_READING PASSAGE:_

-- Start --

But the bowls waited.
The dogs and cats ate before everybody else. That was our first job, once we'd checked all the animals were okay. They were cleaned, watered and checked. Their bowls were cleaned last, once every single animal had been seen to.
Then we had our coffee.
That was her one mantra. We are a place of animal protection. Cut me open these days and it runs through me like letters in a stick of rock. This is the world where animals are PROTECTED. It is a shelter.
Not a place where harms are perpetrated.
You can't consider yourself in the world of animal protection if you let researchers in to see which hurts more: plastic prongs or metal ones.
I mean, sure, you *can* try to whitewash yourself and claim you are a shelter.
In the same vein as those "shelters" who drowned dogs, gassed dogs or otherwise executed them back in the last century.
There's ONE reason why experimenters choose shelter dogs to test harmful equipment. It's because someone who should be protecting their dogs' welfare isn't doing their job and the experiment would never, ever get past guardians who couldn't bear to see the consequences. Or, who'd have to live with the consequences.

-- End --

_GIVEN MATERIAL:_
-- Start --

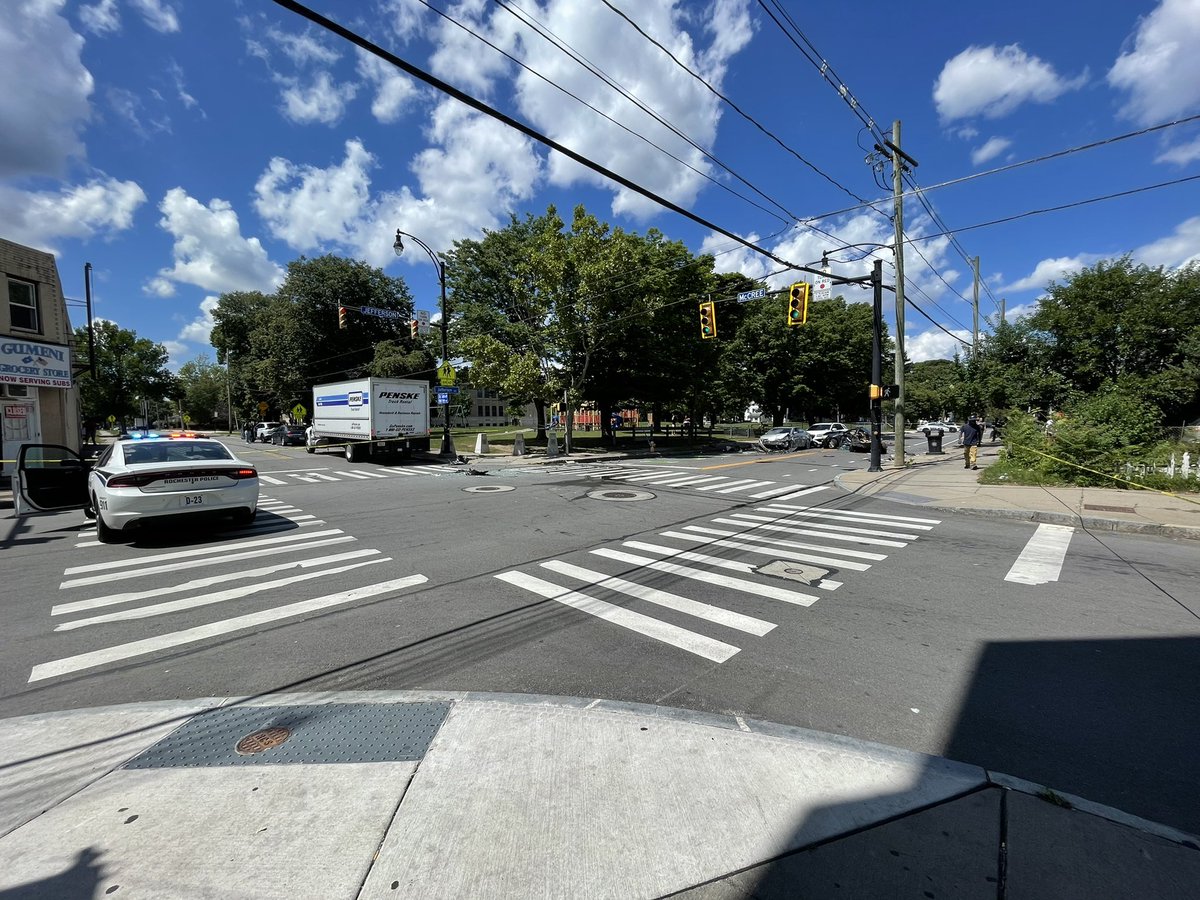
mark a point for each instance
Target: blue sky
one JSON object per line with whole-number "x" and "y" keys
{"x": 187, "y": 149}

-- End --

_SET EXERCISE 1:_
Based on the passage about animal shelters, decide whether each statement agrees with it. Answer yes or no for each, quoting the words of the passage that decide it.
(a) The dogs and cats were fed after the staff had their coffee.
(b) The animals' bowls were cleaned before any animal was seen to.
(c) The writer's shelter is described as a place of animal protection.
_SET EXERCISE 2:_
In the passage about animal shelters, the sentence beginning "They were cleaned" says what was done to the animals. List everything it names.
_SET EXERCISE 3:_
Go on with the passage about animal shelters, starting after its last sentence.
The lines above come from a separate source.

_EXPECTED ANSWER 1:_
(a) No: "The dogs and cats ate before everybody else."
(b) No: "Their bowls were cleaned last, once every single animal had been seen to."
(c) Yes: "We are a place of animal protection."

_EXPECTED ANSWER 2:_
cleaned, watered, checked

_EXPECTED ANSWER 3:_
It's akin to experimenting on vulnerable children in care. I feel that strongly about it. Worse, in some ways, because if you harm children in care, society will be outraged and people can go to prison for breaking laws. If you harm dogs in a shelter, it's only angry animal folk like me who even care, and our voices go nowhere.
Sheltered animals deserve double the protection that owned dogs do. They are our wards, our charges. In France, we call them our protégés. Our protected ones.
Yet again, the so-called experiment ran thick with moral sa**sm. "Oh, we wouldn't hurt you, but the ends justify the means!" ...
.. "It's the lesser of two evils."
Last time, I was mad at the same pair of researchers for trotting out popular, flagrant fictions about shelter dogs. "Oh, we must shock dogs or they'll end up in the shelter!"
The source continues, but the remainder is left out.